→ Task goal
Every entry is to be returned exactly as it stands; the pictures are to be dropped.

→ Working data
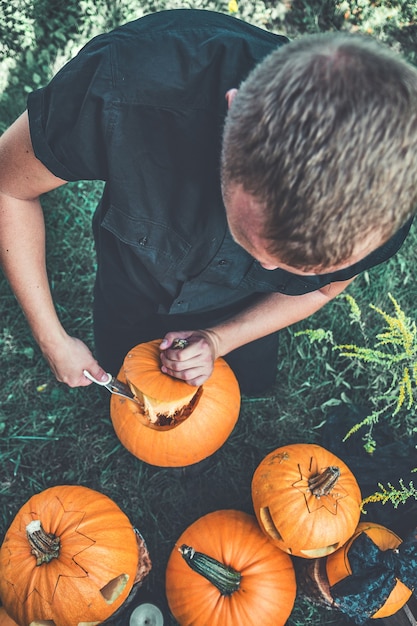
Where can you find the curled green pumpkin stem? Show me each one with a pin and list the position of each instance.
(322, 484)
(44, 546)
(225, 578)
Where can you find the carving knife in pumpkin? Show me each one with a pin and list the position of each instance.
(114, 386)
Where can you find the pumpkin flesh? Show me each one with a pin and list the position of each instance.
(337, 565)
(197, 434)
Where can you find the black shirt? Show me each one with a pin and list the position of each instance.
(142, 108)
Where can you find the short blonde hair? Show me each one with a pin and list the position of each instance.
(323, 133)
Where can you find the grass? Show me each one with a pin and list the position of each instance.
(51, 435)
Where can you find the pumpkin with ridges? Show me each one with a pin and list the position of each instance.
(306, 500)
(206, 416)
(241, 577)
(70, 557)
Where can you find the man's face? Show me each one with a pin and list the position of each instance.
(245, 224)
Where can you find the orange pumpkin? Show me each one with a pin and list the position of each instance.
(70, 557)
(338, 566)
(175, 424)
(5, 619)
(224, 571)
(306, 500)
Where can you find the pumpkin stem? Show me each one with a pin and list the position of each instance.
(225, 578)
(44, 546)
(322, 484)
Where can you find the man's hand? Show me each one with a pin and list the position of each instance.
(70, 360)
(194, 363)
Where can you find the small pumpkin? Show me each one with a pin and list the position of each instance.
(69, 558)
(224, 571)
(369, 596)
(5, 619)
(175, 424)
(306, 500)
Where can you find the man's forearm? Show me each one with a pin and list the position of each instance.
(271, 313)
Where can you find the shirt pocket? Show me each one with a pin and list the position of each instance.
(158, 246)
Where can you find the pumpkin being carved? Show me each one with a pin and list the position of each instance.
(174, 424)
(225, 572)
(306, 500)
(69, 558)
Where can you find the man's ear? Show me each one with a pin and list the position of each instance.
(230, 95)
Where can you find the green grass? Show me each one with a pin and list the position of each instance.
(51, 435)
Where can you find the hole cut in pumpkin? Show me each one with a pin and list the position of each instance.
(114, 588)
(164, 401)
(268, 524)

→ Exercise answer
Where can you find the curled green pumpkin stem? Show me each one with a pin and list the position of each instance.
(322, 484)
(44, 546)
(225, 578)
Where can you find the carving knife in pumpkin? Show me each one with a pin and list the position of each instance.
(114, 386)
Where can you find the pumpkin flesh? Show me each one with a pin and list the position of each instance.
(337, 565)
(197, 434)
Where can you find the black shirt? Show me each one with a pin and list the position of each instance.
(142, 108)
Where can you find the short blonde hair? Show me each one with a pin and list the position of each instance.
(323, 133)
Where can you find the grass? Show me each one with a pin and list the position of each instance.
(51, 435)
Where can you find the pumpkin with ridges? Show me each one with a pin and list the position of each instance.
(306, 500)
(206, 416)
(241, 577)
(70, 557)
Where can you find the man's face? Show me each one with a pin and list the position of each instance.
(245, 224)
Where can you find the orange pumpkin? Show me each one with a pin and list the position of each instance.
(70, 557)
(338, 566)
(175, 424)
(5, 619)
(224, 571)
(306, 500)
Where can you find the pumpkin stem? Show me each one with a pin and list the position of each instance.
(225, 578)
(44, 546)
(322, 484)
Where can you find the man's hand? Show me each one with a pin and list the position of each instance.
(70, 360)
(194, 363)
Where can you find the small pumpkin? Show me each one with a pin and list the position of each instance.
(69, 558)
(224, 571)
(369, 596)
(5, 619)
(175, 424)
(306, 500)
Where can you find the man's forearm? Show me each one with a pin and list the position of each instance.
(271, 313)
Where can you find the shirt pocket? Show me each one with a pin and list the position of each instance.
(158, 246)
Where can you find the pumpkin being carved? Show me each one with a pin and list the position of each instance.
(174, 424)
(225, 572)
(306, 500)
(69, 558)
Where can you find the man's ear? Show me each one with a pin and list the position of each instance.
(230, 95)
Where can you find the green grass? Show me each one with a pin and list the position of each instance.
(51, 435)
Where can you find the hole cut in pumpkin? Show me each one with a pin and list the position of each instance.
(114, 588)
(164, 401)
(268, 524)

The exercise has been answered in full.